DIRECTIVE =
Locate the line that contains "Question. Point out every instance of the blue jump". Print it and every subsequent line through the final line of the records, exactly and only those.

* * *

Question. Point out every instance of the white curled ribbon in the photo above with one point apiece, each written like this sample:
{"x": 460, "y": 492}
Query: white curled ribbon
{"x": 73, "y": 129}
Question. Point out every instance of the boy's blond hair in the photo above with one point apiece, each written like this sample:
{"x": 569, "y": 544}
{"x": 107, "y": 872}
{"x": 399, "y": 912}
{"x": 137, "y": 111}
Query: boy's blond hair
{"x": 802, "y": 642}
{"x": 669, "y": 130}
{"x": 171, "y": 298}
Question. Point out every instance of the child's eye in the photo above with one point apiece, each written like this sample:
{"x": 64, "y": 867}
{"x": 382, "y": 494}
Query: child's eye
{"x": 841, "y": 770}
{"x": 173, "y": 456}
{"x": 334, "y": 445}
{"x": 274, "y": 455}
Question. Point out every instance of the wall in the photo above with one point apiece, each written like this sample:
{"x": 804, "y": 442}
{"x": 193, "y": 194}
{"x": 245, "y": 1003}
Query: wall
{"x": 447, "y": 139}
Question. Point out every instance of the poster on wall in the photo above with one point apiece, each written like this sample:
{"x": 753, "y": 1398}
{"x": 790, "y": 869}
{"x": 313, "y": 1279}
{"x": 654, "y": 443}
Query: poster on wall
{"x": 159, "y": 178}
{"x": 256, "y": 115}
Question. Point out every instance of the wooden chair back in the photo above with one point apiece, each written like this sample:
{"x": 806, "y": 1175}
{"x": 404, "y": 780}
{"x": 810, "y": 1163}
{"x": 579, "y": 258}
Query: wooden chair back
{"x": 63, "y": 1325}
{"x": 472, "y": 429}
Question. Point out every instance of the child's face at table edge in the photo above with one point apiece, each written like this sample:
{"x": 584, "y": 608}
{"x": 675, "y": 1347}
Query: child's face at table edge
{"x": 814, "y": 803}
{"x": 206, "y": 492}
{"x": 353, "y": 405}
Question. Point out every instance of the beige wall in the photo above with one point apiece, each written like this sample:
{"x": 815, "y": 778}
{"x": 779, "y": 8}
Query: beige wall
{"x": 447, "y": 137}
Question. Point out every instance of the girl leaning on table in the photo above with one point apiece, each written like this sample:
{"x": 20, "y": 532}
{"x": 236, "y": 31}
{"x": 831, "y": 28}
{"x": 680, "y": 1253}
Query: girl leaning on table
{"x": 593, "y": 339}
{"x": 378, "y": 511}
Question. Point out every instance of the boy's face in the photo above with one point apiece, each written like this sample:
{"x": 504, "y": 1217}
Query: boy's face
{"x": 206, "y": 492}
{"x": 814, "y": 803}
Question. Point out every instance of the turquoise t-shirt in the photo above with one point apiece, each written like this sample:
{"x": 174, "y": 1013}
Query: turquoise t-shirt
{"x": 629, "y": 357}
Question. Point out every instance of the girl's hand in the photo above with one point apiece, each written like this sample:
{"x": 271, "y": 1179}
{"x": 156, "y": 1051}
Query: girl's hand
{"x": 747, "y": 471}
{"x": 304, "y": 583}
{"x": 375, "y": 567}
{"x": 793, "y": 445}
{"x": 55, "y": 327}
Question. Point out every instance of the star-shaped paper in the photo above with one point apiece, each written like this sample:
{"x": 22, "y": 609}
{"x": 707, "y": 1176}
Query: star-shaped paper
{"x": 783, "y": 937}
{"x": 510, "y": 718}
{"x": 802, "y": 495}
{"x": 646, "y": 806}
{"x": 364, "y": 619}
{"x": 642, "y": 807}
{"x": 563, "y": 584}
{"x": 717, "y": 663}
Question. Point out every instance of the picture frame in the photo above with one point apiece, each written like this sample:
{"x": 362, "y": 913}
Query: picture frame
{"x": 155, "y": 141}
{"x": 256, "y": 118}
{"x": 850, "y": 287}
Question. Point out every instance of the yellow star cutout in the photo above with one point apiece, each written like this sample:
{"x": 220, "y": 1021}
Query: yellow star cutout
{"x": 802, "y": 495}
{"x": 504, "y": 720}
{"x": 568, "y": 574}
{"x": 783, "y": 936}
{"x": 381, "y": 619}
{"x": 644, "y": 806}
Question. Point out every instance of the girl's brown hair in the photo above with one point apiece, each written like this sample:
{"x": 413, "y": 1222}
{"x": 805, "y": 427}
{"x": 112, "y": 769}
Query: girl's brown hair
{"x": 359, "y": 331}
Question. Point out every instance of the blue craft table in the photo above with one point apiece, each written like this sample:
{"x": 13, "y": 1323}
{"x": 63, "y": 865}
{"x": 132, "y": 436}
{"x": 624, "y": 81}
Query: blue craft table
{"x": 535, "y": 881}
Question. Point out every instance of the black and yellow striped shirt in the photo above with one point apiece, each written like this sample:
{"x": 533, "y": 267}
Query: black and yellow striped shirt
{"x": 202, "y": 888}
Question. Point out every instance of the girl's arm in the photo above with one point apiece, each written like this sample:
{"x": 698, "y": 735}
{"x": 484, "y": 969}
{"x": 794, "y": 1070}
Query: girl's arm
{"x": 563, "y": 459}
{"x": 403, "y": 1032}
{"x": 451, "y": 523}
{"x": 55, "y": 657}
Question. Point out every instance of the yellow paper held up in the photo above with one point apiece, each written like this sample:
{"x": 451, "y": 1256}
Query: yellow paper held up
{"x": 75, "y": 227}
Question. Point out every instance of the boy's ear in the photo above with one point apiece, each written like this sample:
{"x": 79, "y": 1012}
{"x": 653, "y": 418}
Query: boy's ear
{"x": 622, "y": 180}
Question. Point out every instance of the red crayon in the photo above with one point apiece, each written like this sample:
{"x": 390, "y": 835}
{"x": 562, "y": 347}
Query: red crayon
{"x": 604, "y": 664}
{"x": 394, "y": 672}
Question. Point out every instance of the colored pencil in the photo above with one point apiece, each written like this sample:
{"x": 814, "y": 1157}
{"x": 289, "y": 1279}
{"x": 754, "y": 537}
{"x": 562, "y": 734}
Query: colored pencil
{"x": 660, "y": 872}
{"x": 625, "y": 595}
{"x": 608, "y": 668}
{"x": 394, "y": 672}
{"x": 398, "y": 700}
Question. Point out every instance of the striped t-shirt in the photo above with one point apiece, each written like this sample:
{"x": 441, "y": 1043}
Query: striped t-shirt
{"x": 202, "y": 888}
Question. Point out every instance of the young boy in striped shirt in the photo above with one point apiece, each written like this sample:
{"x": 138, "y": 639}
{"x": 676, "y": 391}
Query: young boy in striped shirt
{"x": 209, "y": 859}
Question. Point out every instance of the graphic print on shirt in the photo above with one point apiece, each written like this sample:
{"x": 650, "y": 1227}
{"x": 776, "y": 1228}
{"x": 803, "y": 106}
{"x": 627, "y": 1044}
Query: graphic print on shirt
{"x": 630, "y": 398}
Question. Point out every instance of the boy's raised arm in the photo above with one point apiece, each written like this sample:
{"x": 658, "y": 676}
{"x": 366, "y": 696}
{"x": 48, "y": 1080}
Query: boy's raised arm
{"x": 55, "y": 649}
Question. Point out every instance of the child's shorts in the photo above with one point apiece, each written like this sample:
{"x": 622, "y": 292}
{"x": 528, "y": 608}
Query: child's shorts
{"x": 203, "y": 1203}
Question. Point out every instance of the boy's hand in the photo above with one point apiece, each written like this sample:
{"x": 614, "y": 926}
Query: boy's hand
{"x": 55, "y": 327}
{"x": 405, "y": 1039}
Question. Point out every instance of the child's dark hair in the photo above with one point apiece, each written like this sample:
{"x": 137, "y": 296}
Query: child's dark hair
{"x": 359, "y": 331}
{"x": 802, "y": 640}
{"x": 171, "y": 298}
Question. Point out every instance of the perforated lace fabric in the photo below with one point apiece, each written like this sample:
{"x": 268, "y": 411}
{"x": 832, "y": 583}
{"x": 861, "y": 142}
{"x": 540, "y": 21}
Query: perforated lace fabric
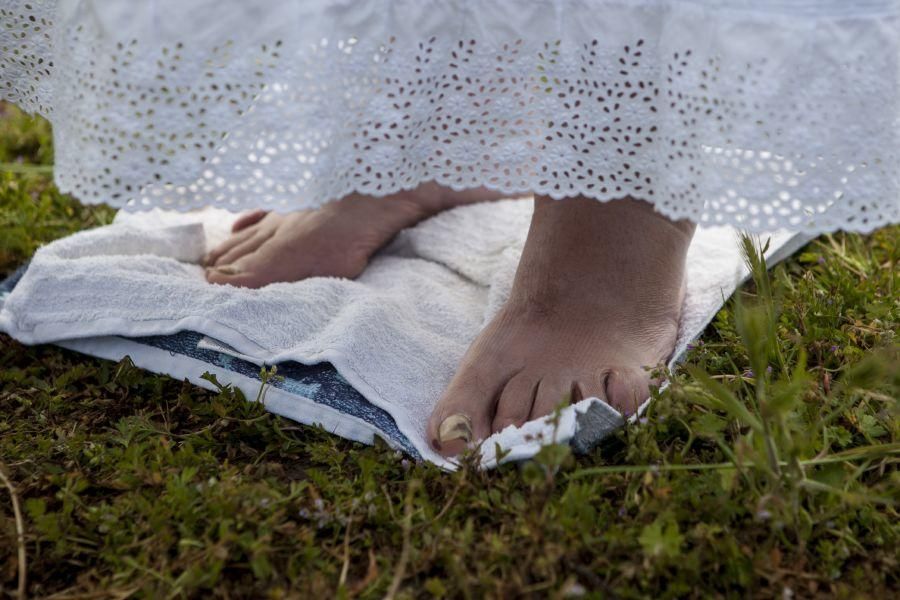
{"x": 760, "y": 114}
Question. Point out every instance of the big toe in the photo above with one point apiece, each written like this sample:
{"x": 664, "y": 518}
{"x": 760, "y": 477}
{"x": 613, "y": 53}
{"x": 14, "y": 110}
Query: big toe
{"x": 627, "y": 388}
{"x": 463, "y": 414}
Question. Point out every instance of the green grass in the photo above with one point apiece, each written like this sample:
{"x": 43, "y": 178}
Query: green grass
{"x": 769, "y": 467}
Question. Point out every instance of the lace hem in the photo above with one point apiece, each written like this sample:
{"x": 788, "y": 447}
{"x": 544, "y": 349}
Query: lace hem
{"x": 760, "y": 115}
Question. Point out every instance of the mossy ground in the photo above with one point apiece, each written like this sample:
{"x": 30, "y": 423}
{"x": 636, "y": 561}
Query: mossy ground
{"x": 137, "y": 485}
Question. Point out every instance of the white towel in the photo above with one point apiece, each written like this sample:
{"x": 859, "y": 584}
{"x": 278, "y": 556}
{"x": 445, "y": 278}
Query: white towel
{"x": 396, "y": 333}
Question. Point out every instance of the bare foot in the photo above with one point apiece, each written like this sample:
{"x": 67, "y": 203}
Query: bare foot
{"x": 594, "y": 306}
{"x": 336, "y": 240}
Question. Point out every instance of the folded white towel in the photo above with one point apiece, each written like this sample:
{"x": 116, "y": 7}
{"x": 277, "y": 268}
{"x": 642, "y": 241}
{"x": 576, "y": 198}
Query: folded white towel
{"x": 396, "y": 333}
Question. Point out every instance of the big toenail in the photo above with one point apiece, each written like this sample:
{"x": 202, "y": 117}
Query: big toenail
{"x": 455, "y": 427}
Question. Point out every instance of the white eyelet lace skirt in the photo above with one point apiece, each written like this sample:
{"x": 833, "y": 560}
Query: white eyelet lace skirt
{"x": 755, "y": 113}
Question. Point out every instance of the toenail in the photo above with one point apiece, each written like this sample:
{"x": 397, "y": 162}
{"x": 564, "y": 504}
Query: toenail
{"x": 226, "y": 270}
{"x": 455, "y": 427}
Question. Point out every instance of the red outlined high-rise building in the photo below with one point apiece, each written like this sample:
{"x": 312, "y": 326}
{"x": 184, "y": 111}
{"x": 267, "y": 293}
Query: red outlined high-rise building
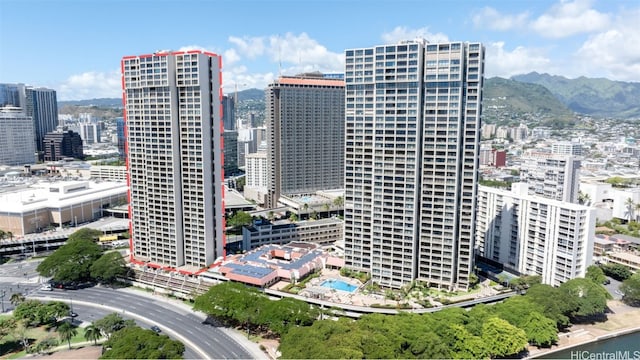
{"x": 173, "y": 111}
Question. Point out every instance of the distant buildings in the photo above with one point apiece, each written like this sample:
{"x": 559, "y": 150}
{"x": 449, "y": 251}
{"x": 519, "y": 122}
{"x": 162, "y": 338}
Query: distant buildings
{"x": 174, "y": 143}
{"x": 551, "y": 176}
{"x": 40, "y": 104}
{"x": 533, "y": 235}
{"x": 55, "y": 204}
{"x": 411, "y": 158}
{"x": 16, "y": 138}
{"x": 62, "y": 144}
{"x": 305, "y": 135}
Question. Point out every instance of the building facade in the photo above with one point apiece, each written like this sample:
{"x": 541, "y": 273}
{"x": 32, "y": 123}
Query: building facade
{"x": 62, "y": 144}
{"x": 305, "y": 135}
{"x": 413, "y": 120}
{"x": 174, "y": 158}
{"x": 552, "y": 176}
{"x": 534, "y": 235}
{"x": 16, "y": 138}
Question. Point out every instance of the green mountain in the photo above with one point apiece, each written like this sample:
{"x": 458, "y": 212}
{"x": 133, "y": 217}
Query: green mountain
{"x": 590, "y": 96}
{"x": 507, "y": 101}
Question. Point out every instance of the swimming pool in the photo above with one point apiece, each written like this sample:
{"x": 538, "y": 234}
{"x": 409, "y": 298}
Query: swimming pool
{"x": 339, "y": 285}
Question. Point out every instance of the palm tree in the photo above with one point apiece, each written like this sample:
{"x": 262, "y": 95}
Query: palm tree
{"x": 92, "y": 333}
{"x": 66, "y": 331}
{"x": 16, "y": 299}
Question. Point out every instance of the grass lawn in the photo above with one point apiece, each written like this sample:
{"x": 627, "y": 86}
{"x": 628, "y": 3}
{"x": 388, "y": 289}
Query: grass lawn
{"x": 10, "y": 344}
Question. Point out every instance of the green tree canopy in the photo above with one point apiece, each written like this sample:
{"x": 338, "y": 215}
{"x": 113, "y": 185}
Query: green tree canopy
{"x": 112, "y": 323}
{"x": 595, "y": 274}
{"x": 109, "y": 267}
{"x": 503, "y": 339}
{"x": 66, "y": 331}
{"x": 617, "y": 271}
{"x": 587, "y": 298}
{"x": 72, "y": 261}
{"x": 631, "y": 290}
{"x": 138, "y": 343}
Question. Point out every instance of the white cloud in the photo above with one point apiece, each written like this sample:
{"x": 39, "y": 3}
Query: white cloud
{"x": 403, "y": 33}
{"x": 90, "y": 85}
{"x": 490, "y": 18}
{"x": 521, "y": 60}
{"x": 250, "y": 47}
{"x": 569, "y": 18}
{"x": 614, "y": 53}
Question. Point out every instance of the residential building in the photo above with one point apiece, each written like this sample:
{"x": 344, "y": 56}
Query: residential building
{"x": 567, "y": 148}
{"x": 40, "y": 104}
{"x": 174, "y": 155}
{"x": 61, "y": 144}
{"x": 16, "y": 138}
{"x": 305, "y": 135}
{"x": 256, "y": 173}
{"x": 90, "y": 133}
{"x": 533, "y": 235}
{"x": 413, "y": 120}
{"x": 230, "y": 138}
{"x": 229, "y": 113}
{"x": 552, "y": 176}
{"x": 121, "y": 137}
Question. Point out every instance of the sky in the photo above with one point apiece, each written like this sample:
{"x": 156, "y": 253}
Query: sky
{"x": 75, "y": 46}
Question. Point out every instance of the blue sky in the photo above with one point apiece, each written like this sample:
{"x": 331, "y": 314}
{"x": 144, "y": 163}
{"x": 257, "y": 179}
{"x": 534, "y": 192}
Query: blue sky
{"x": 75, "y": 46}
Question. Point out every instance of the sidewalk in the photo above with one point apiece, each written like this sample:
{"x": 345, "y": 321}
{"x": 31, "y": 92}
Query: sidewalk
{"x": 240, "y": 337}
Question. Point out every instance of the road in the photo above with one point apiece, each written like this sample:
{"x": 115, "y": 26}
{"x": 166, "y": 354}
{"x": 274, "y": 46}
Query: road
{"x": 203, "y": 341}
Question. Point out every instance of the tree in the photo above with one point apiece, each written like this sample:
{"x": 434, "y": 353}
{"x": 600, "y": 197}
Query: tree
{"x": 66, "y": 331}
{"x": 631, "y": 290}
{"x": 45, "y": 344}
{"x": 540, "y": 330}
{"x": 595, "y": 274}
{"x": 109, "y": 267}
{"x": 16, "y": 299}
{"x": 7, "y": 326}
{"x": 587, "y": 299}
{"x": 502, "y": 339}
{"x": 138, "y": 343}
{"x": 92, "y": 333}
{"x": 72, "y": 261}
{"x": 112, "y": 323}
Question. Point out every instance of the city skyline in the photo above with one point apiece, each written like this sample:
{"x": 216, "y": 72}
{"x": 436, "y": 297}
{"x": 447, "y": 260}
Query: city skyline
{"x": 82, "y": 53}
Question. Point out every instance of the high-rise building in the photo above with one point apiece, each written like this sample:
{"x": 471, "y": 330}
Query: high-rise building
{"x": 61, "y": 144}
{"x": 413, "y": 120}
{"x": 90, "y": 132}
{"x": 534, "y": 235}
{"x": 551, "y": 176}
{"x": 40, "y": 104}
{"x": 120, "y": 133}
{"x": 16, "y": 138}
{"x": 174, "y": 158}
{"x": 305, "y": 135}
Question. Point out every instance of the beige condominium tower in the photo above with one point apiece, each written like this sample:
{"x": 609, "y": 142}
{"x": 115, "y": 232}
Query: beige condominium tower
{"x": 174, "y": 158}
{"x": 413, "y": 119}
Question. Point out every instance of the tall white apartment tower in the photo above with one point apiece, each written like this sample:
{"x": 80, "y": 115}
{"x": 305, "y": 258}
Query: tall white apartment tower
{"x": 413, "y": 120}
{"x": 174, "y": 158}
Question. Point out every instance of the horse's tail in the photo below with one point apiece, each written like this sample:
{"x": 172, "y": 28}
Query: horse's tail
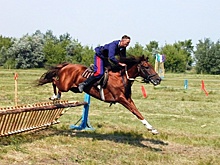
{"x": 50, "y": 74}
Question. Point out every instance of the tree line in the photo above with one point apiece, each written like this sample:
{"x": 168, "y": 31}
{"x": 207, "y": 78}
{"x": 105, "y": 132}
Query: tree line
{"x": 40, "y": 50}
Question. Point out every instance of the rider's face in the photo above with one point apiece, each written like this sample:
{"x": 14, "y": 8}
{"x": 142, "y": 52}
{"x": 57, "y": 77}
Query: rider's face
{"x": 124, "y": 42}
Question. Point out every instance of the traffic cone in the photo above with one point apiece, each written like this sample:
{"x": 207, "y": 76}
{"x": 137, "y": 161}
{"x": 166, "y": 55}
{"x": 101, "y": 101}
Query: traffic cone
{"x": 143, "y": 91}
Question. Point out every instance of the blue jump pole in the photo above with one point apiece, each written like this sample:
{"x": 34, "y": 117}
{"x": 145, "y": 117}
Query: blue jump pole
{"x": 85, "y": 121}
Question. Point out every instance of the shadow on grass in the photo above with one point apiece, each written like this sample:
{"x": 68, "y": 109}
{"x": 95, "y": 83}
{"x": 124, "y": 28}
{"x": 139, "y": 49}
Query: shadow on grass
{"x": 131, "y": 138}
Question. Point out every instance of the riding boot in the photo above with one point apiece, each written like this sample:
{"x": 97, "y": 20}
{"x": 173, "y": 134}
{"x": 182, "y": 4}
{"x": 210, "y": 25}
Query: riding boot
{"x": 86, "y": 83}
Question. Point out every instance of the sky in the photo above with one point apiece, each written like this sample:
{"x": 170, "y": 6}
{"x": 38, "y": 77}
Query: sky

* * *

REPLY =
Question. Point out every instance of the blue jump pole in the photo above with one point apiece, each written like this sample:
{"x": 34, "y": 117}
{"x": 145, "y": 117}
Query: blue jump pole
{"x": 85, "y": 121}
Question. Point out every instance of the shadow on grass in the photo above with one point apiece, each written like this sample:
{"x": 68, "y": 109}
{"x": 95, "y": 83}
{"x": 124, "y": 28}
{"x": 139, "y": 49}
Query: shadow on grass
{"x": 131, "y": 138}
Question. Point out every instance of the riding boot in the photo above with one point apiece, each written like this sample:
{"x": 97, "y": 20}
{"x": 173, "y": 134}
{"x": 182, "y": 4}
{"x": 210, "y": 25}
Query: riding boot
{"x": 86, "y": 83}
Question. Point out every instance of the sky in the photo above with one point apiece, each written like this sample:
{"x": 170, "y": 6}
{"x": 38, "y": 77}
Query: sky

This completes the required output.